## Set exercise:
Locate every line in the rows below that contains the word "grass" and copy each one in full. Case counts.

## Task data:

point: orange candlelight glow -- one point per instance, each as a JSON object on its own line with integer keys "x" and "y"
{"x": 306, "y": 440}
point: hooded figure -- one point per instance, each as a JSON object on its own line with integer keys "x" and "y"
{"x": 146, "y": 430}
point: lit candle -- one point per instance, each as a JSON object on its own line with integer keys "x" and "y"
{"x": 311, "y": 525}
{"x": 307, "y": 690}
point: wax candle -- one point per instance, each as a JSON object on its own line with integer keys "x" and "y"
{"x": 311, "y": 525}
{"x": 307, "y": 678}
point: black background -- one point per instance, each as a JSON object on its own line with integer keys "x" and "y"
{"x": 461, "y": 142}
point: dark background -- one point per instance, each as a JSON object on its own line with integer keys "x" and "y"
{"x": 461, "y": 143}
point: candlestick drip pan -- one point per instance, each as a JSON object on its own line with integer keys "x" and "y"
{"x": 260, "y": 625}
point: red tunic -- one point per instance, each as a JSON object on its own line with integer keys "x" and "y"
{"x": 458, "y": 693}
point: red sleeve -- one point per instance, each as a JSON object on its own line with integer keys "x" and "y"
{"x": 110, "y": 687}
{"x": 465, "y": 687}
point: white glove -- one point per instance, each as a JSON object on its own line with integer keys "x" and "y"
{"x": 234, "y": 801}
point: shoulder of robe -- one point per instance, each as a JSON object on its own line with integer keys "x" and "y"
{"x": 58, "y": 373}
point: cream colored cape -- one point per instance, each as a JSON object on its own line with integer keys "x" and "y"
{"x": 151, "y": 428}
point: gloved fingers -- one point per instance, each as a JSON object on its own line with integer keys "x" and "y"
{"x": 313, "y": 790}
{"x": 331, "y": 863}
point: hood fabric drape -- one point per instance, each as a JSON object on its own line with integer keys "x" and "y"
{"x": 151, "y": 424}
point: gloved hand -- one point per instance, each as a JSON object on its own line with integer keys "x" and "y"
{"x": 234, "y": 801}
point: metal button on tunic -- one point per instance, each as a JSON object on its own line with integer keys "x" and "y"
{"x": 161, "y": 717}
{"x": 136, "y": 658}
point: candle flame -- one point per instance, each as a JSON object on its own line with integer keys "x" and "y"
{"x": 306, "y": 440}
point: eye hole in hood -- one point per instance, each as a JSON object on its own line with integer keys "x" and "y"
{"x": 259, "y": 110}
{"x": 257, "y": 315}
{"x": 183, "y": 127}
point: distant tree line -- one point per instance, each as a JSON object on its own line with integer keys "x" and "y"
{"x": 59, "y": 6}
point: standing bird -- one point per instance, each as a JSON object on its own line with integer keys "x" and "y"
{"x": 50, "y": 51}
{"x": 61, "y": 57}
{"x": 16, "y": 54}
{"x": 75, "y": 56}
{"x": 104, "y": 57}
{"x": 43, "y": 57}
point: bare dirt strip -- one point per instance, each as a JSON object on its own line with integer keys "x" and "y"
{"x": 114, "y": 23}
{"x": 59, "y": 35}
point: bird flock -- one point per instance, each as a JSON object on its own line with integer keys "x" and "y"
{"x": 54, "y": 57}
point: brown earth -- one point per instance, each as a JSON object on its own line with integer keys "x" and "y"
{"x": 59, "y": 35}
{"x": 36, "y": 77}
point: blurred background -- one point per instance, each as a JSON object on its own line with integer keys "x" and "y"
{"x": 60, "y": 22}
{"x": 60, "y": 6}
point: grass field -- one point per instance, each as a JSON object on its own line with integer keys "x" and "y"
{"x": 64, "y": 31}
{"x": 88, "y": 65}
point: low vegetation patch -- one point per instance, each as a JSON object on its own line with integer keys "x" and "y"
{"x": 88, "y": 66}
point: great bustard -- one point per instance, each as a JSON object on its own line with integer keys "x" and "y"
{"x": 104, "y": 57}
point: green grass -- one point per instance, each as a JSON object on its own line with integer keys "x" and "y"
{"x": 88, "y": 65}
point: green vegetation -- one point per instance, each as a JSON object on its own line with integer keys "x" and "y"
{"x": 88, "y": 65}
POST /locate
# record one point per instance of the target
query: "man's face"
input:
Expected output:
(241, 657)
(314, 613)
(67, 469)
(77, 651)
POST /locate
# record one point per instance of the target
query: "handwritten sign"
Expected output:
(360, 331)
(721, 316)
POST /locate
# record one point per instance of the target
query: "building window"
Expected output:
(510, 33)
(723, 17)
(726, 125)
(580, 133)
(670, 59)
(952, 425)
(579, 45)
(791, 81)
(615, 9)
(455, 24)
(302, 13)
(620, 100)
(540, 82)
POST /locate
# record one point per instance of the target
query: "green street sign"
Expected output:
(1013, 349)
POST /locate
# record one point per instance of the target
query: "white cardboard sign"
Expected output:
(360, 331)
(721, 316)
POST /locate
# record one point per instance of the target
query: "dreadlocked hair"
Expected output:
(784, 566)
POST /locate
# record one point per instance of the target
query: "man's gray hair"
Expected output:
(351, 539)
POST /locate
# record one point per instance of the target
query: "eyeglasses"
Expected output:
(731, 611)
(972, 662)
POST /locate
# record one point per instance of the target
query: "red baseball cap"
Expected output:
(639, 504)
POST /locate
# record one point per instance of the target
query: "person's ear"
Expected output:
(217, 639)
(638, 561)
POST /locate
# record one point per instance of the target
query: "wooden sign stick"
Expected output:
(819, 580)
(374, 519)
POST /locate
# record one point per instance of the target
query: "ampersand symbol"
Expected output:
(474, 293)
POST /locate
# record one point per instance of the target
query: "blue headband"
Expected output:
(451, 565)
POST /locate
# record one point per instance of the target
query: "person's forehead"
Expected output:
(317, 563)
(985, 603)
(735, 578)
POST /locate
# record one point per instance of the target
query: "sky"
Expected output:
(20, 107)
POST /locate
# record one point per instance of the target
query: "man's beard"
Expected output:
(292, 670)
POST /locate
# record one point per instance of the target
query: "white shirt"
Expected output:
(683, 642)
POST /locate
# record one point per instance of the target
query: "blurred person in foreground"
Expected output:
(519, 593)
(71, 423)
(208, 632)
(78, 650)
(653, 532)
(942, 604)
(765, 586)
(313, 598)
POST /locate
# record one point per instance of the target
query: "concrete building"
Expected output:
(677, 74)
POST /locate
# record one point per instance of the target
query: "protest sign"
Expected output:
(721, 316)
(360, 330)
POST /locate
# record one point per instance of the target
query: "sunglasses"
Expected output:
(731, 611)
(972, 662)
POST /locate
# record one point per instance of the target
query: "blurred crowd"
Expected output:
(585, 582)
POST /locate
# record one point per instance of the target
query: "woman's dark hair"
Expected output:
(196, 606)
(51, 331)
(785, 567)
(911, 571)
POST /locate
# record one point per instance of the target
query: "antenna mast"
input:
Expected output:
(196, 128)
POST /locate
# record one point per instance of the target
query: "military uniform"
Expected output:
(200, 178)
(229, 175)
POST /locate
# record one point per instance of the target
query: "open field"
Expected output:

## Reply:
point: grass field -- one point per instance, each as a JSON object on its own line with integer keys "x" and "y"
point: green grass -- one point per instance, each as a JSON object on its own line with integer keys "x" and "y"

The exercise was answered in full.